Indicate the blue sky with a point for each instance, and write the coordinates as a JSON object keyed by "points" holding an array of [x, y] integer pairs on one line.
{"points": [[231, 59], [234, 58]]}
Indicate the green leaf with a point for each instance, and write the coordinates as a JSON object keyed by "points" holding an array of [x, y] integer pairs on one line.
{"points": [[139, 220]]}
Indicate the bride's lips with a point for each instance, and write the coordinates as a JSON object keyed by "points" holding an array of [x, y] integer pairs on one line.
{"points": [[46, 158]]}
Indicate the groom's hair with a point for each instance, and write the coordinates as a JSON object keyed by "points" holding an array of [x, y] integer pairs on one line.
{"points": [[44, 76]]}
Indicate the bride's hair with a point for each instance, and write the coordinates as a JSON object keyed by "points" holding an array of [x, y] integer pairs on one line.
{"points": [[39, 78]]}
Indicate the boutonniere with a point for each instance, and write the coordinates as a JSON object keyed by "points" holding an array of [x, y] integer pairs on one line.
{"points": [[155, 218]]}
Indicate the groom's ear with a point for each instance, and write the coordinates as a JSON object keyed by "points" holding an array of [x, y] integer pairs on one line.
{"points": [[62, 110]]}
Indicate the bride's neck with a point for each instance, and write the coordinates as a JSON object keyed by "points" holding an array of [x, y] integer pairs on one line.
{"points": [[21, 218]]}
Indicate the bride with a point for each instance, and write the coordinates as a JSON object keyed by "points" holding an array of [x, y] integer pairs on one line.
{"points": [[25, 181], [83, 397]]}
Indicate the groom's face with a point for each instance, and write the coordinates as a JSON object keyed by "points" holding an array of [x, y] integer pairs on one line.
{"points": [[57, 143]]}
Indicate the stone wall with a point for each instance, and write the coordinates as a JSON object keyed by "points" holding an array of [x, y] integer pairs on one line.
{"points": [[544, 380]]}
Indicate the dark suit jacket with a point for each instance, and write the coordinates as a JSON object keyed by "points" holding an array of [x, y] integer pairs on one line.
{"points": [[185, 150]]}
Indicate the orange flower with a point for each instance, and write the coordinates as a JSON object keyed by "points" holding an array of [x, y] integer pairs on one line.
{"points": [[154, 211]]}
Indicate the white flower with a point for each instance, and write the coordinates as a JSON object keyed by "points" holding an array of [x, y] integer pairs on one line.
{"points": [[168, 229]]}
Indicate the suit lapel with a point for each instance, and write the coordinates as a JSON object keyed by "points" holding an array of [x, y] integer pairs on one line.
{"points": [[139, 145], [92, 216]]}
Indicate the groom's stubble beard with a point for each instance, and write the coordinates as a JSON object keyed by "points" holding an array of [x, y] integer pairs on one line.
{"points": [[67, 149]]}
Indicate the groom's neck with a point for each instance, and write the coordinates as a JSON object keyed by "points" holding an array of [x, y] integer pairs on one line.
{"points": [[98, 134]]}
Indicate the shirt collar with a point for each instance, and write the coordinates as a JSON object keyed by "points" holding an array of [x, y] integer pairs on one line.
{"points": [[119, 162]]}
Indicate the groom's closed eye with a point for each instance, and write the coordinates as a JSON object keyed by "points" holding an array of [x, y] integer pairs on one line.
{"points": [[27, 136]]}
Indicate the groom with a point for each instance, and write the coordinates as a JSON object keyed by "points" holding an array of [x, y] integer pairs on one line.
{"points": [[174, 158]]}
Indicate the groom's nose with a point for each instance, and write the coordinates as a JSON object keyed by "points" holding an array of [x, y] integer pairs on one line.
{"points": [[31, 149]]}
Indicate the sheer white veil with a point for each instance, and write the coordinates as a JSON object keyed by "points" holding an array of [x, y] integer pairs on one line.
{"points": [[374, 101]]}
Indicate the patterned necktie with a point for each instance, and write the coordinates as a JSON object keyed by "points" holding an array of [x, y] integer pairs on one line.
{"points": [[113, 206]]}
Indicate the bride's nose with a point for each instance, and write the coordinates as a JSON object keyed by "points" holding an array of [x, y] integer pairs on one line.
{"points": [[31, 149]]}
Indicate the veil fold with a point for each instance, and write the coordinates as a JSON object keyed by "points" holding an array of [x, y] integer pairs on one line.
------------------------------------------------------------------------
Given instruction:
Could you rewrite the items from the line containing "Indicate the sheer" through the end of the items, with "veil" replaced by "headpiece" and everything else unchanged?

Exercise answer:
Indicate the sheer white headpiece with a point for each instance, and write the coordinates as a JSON object keyed by "points" holding an array of [x, y] integer pairs on one line.
{"points": [[374, 101]]}
Indicate the patterned necktie with a point for each instance, and write the coordinates as a JSON object keyed by "points" holding an array of [x, y] integer pairs on one line.
{"points": [[113, 206]]}
Indicate the bride's nose with a point for each instance, and write the coordinates as a JSON object keyed by "points" holding an array of [x, y] integer pairs on one line.
{"points": [[31, 149]]}
Indicate the headpiece fold with a point for each instance, and write the coordinates as a JSON object keyed by "points" holding an array of [x, y] integer pairs on one line.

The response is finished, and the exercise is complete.